Input.
====================

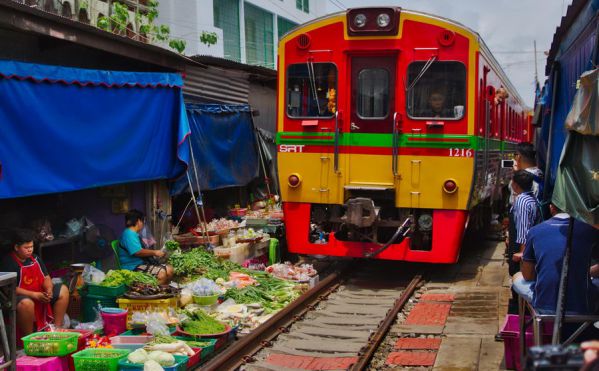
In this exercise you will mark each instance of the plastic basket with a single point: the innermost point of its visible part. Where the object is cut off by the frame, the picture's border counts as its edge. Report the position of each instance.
(206, 350)
(55, 343)
(206, 300)
(93, 289)
(89, 304)
(27, 363)
(180, 364)
(114, 323)
(83, 336)
(130, 342)
(99, 359)
(140, 305)
(221, 338)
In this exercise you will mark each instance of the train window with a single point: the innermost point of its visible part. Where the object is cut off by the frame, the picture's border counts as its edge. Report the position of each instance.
(436, 91)
(373, 93)
(311, 90)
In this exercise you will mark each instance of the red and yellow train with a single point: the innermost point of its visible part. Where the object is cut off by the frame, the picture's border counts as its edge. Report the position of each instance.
(392, 125)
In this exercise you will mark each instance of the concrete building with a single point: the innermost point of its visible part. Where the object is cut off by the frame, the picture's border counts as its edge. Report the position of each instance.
(245, 31)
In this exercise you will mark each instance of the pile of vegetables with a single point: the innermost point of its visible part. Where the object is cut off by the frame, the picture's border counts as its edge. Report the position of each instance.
(201, 262)
(154, 360)
(171, 246)
(200, 323)
(272, 294)
(124, 277)
(138, 289)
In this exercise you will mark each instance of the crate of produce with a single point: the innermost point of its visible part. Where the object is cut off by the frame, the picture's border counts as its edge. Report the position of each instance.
(207, 345)
(142, 305)
(89, 305)
(99, 359)
(130, 342)
(50, 343)
(98, 290)
(180, 364)
(27, 363)
(83, 336)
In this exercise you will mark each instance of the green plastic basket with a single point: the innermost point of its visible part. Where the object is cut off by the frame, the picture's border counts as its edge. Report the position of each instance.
(51, 344)
(180, 364)
(99, 359)
(206, 300)
(97, 290)
(89, 306)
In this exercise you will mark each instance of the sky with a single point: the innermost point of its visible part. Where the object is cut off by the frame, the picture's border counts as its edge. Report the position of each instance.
(508, 27)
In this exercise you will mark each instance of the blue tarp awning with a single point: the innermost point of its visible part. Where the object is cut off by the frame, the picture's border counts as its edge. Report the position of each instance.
(65, 129)
(224, 147)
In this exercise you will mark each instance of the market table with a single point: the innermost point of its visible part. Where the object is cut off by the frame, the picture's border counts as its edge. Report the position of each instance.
(8, 302)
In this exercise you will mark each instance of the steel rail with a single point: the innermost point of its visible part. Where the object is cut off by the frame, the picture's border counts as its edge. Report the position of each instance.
(367, 352)
(242, 351)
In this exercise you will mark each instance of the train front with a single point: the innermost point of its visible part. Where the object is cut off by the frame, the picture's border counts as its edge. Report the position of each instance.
(376, 135)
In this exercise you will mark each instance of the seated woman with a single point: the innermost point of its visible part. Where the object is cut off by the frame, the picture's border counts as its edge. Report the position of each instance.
(132, 254)
(39, 301)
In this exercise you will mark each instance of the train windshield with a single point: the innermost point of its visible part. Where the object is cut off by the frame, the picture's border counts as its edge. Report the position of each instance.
(311, 90)
(439, 93)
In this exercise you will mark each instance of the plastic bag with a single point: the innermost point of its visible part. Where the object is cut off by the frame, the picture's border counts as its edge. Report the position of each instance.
(92, 274)
(156, 325)
(147, 238)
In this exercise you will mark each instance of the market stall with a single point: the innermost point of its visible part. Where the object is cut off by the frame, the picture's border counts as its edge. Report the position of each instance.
(130, 322)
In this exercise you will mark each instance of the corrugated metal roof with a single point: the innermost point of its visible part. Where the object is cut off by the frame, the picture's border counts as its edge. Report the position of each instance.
(572, 13)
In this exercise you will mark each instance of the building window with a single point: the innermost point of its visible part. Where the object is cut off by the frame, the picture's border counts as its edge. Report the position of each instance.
(284, 26)
(259, 36)
(438, 91)
(303, 5)
(226, 17)
(311, 90)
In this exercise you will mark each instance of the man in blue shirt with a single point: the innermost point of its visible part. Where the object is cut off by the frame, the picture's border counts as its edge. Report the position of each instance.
(523, 215)
(542, 262)
(132, 254)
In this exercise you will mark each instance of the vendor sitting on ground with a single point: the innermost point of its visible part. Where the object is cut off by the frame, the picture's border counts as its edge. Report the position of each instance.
(132, 254)
(39, 301)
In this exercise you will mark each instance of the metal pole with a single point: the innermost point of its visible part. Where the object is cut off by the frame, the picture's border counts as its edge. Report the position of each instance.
(551, 120)
(195, 172)
(193, 197)
(563, 284)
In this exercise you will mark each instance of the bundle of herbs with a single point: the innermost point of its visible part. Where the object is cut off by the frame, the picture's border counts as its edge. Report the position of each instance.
(200, 323)
(201, 262)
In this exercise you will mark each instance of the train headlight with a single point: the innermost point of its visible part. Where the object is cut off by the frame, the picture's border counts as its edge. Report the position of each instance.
(360, 20)
(383, 20)
(425, 222)
(294, 180)
(450, 186)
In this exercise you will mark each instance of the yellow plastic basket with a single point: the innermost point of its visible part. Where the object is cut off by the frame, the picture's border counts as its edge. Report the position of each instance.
(142, 305)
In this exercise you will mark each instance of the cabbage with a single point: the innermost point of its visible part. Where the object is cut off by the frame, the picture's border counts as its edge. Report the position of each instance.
(139, 356)
(164, 358)
(152, 366)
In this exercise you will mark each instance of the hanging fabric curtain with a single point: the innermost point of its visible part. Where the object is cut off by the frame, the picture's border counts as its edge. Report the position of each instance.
(223, 145)
(65, 129)
(577, 183)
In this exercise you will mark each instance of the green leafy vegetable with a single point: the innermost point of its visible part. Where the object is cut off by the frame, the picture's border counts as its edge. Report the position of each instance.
(124, 277)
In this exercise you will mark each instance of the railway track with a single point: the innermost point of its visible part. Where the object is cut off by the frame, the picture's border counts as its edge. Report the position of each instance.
(345, 317)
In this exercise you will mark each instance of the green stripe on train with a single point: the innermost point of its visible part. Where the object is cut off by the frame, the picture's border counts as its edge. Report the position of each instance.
(381, 140)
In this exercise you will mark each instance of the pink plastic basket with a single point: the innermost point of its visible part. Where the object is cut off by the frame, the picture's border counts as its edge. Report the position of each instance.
(510, 332)
(27, 363)
(114, 323)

====================

Given request. Any pictures should be dropped; transcribe the rest of the records above exactly.

Response for this exercise.
In this exercise you will mark each instance of the plastic basket with a single point: the innermost point of its visible part. Where the object is cut off by the frame, the picture's border counts as its edge. Report the position of each instance.
(206, 350)
(55, 343)
(206, 300)
(93, 289)
(89, 304)
(27, 363)
(180, 364)
(114, 323)
(83, 336)
(130, 342)
(99, 359)
(140, 305)
(221, 338)
In this exercise you will mark each instance of the train window with a single point: the innermost point of its visible part. Where the object is cut off by the frame, the picture's border counts as its edge. Report the position of each instance.
(436, 91)
(373, 93)
(311, 90)
In this exercise you will mark each instance of the red and yellow train with a single point: the innermost point of its visible part. Where the object is cut off by the frame, the picture's border counts as its edge. Report the position of each instance.
(392, 125)
In this exercise you will mark each instance of the concrete building with a single point: the innermost point of its visible part. Where the object is cut off by the frame, the picture's border counts as its edge. Report the position of each instance.
(245, 31)
In this exercise you will mark each instance of the pile of vegetables with a single point: the innermost point of its visible part. Where the object is cut off by the frame, the picture's border counts as its edge. Report the position of each instance.
(201, 262)
(154, 360)
(171, 246)
(200, 323)
(272, 294)
(124, 277)
(138, 289)
In this exercise you will mark each instance of the crate of produce with a single point: the innermost point of its visible part. Where the object is cut off by the frame, the picture's border counts as its edge. Report the position of each instance.
(207, 345)
(142, 305)
(89, 305)
(99, 359)
(130, 342)
(50, 343)
(98, 290)
(180, 364)
(27, 363)
(83, 336)
In this exercise you will mark each instance of the green plastic basket with a single point: the innermost point of its visible part. Where the object is cut off by the frame, the picture's border counts as its edge. Report the position of each instance.
(51, 344)
(180, 364)
(99, 359)
(206, 300)
(97, 290)
(89, 306)
In this exercise you will mark each instance of the sky with a single point: the innermost point of its visible part. Where the object is cut off by the frame, the picture's border counts as its edge. Report the position of each instance.
(508, 27)
In this exercise you will mark each instance of the blue tarp awning with a single point: the innermost point of its visible part. Where the object is cut off by the frame, the picture's border counts as its edge. Report the position of each instance.
(65, 129)
(224, 147)
In this exercise you will mark each instance of the market table with a single point: the innermost point of its visible part. Where the object is cut off by the frame, the picture's border counts as its edge. Report the position of each instance.
(8, 302)
In this exercise you will mark each instance of the steel rail with a single point: the innermost point of its visible part. Where the object is cut off by the frame, the picture's border counts as its edge. Report the position of each instance.
(367, 352)
(242, 351)
In this exercise you will mark each instance of the train front with a single point: the innermost point of its visible part. Where the object is cut off by the frame, the picture's border counts as its edge. Report the position of each instance.
(376, 135)
In this exercise you will mark each instance of the seated woman with a single point: the innermost point of its visible part. Where the object is cut off by the frame, the picture's border counts as its edge. Report the position of each instance.
(132, 254)
(39, 301)
In this exercise you will mark each instance of the train windshield with a single point: the innermost point of its visible part. Where the object is cut off by the frame, the picture's border counts as its edge. Report the position of each instance.
(311, 90)
(439, 93)
In this exercise you will mark each instance of the plastic bag with a single point: the innermost point of its visible part. Where the object is cut off by the frame, the picture's border counts as its edge. Report the position of each instance.
(92, 274)
(156, 325)
(147, 238)
In this exercise you will mark each instance of the market stall with a single point: the innermost point of its visible part. Where the object is cut off by the frame, the picture's border counts as its edge. Report the position of each instance.
(130, 322)
In this exercise you will mark each instance of the corrugated metal roof with a single point: the innermost point of its visible part. Where the object is cut off by the frame, the picture's border counts as its edge. Report the position of each instance.
(572, 13)
In this exercise you will mark each instance of the building window with a single point: the innermost point of its visible part. Where the object is cut off by the frame, the picture's border counts as its edge. Report the position of each instance.
(284, 26)
(259, 36)
(438, 91)
(303, 5)
(226, 17)
(311, 90)
In this exercise you will mark each instance of the man in blue shirt with a single point: the innermost point of its visible part. Where the object is cut off by the frame, the picture's border counts as its edge. Report the position of each instance.
(523, 215)
(542, 262)
(132, 254)
In this exercise you will mark each instance of the vendor sitting on ground with a single point: the innermost point of its visible part. Where the object is cut off by the frame, the picture's border counts as its edge. Report the position of each instance.
(132, 254)
(39, 301)
In this exercise you will mark each instance of the metal pole with a single point: the innermost point of its visible part. Where the object is cut off by the frame, the picture's border counts as its edge. Report the position of each instance.
(551, 120)
(195, 172)
(193, 197)
(563, 284)
In this exercise you will mark each instance of the bundle of herbs with a single point: the innermost point of its visible part. Where the object is cut off by the frame, the picture's border counts as its edge. Report the position of each instance.
(200, 323)
(201, 262)
In this exercise you will mark each instance of the train headlight with a single point: the innermost point of its visible part. Where the object is cut off by the frame, the picture's border counts as its edge. Report the position of each instance.
(360, 20)
(383, 20)
(425, 222)
(294, 180)
(450, 186)
In this exercise you will mark each instance of the yellow plastic basket with a single point: the innermost point of its visible part. Where the object is cut off by the frame, the picture's border counts as its edge. Report the position of each instance.
(142, 305)
In this exercise you will mark each instance of the cabbage with a single point: the innermost point of its visible part. Where the object is cut off by the frame, the picture's border counts as its edge. Report the position of each instance.
(139, 356)
(164, 358)
(152, 366)
In this exercise you will mark each instance of the hanging fabric curtain with a single point: the innermost point of its visible part. Where the object is cut off by the frame, the picture's border counts as its edge. Report the position of each instance.
(223, 145)
(65, 129)
(577, 183)
In this exercise you will mark each instance of the green leafy vegetable with a single point: the innermost point of its visible part. Where the object is cut off by the frame, the picture's border counts as its edge. Report the position of each instance.
(124, 277)
In this exercise you will mark each instance of the railway track with a single point: the innermost point of its visible part. Where the object is cut off by the frame, the picture's border counts as its edge. Report the position of each instance.
(345, 317)
In this exercise you will mark each instance of the green stripe on train with a single point: the innermost point of its visible part. Where the object is cut off by the frame, the picture's border counts as its edge. Report the position of each instance.
(381, 140)
In this exercise you will mark each instance of the pink plastic basket with a single point: the innermost point of its visible part. Where the object is cut off by the frame, the picture's border counts as its edge. Report the position of each instance.
(510, 332)
(27, 363)
(114, 323)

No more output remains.